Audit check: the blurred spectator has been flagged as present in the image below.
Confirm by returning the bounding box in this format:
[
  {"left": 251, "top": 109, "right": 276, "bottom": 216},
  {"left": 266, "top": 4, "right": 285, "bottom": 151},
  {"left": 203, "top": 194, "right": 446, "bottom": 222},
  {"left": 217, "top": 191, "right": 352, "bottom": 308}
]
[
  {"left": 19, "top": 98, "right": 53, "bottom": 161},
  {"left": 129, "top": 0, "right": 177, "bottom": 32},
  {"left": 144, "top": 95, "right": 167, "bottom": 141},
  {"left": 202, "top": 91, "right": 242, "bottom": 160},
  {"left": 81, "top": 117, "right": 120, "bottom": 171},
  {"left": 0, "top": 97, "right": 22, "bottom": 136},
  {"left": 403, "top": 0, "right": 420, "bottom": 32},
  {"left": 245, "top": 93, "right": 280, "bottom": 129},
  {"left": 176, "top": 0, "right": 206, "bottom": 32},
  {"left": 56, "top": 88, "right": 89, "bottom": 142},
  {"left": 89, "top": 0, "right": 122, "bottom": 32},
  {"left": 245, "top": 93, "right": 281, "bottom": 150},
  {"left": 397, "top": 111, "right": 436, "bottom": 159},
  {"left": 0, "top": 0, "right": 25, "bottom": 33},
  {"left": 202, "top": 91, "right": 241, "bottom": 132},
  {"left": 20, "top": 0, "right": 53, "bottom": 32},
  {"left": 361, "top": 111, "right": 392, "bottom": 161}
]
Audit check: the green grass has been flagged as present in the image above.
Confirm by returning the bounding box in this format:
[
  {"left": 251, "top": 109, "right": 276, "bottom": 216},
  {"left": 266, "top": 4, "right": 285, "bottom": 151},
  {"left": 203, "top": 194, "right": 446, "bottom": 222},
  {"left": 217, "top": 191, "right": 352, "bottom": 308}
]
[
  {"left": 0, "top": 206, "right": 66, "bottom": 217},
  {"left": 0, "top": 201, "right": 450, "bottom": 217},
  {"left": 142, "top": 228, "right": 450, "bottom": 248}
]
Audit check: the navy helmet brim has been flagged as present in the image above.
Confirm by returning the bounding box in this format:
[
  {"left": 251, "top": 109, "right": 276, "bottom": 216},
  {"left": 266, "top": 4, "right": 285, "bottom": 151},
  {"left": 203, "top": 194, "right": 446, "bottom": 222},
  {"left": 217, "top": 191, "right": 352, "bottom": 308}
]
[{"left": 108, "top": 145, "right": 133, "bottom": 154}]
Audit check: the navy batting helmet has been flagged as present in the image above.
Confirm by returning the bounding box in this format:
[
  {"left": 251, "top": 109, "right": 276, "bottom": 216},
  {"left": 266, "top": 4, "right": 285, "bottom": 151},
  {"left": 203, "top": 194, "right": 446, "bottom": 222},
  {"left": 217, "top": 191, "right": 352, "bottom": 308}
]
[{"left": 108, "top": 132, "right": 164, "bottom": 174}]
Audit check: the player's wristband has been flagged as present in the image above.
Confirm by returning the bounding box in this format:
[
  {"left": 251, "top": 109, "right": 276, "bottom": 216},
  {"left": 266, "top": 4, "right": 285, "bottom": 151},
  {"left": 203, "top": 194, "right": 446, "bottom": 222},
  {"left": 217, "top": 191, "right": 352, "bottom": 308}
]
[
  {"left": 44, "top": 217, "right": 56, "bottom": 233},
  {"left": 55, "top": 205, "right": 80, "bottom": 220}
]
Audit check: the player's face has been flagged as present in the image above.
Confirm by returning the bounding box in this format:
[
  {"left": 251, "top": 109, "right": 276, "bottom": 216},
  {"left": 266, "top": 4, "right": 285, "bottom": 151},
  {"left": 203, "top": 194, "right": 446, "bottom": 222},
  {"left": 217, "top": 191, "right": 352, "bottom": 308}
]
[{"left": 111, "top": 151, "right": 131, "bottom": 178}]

--------------------

### DO THIS:
Pull out each line of the listing above that contains the string "check", treating uppercase and lowercase as different.

### OUTPUT FOR THIS EXERCISE:
Audit check: the blurred spectator has been flagged as present in the image below.
Audit check: the green grass has been flagged as present in the image above.
Audit check: the navy helmet brim has been flagged as present in the image above.
Audit check: the navy batting helmet has been flagged as present in the image above.
Audit check: the player's wristband has been flagged as present in the image above.
Audit check: the player's face has been flagged as present in the image above.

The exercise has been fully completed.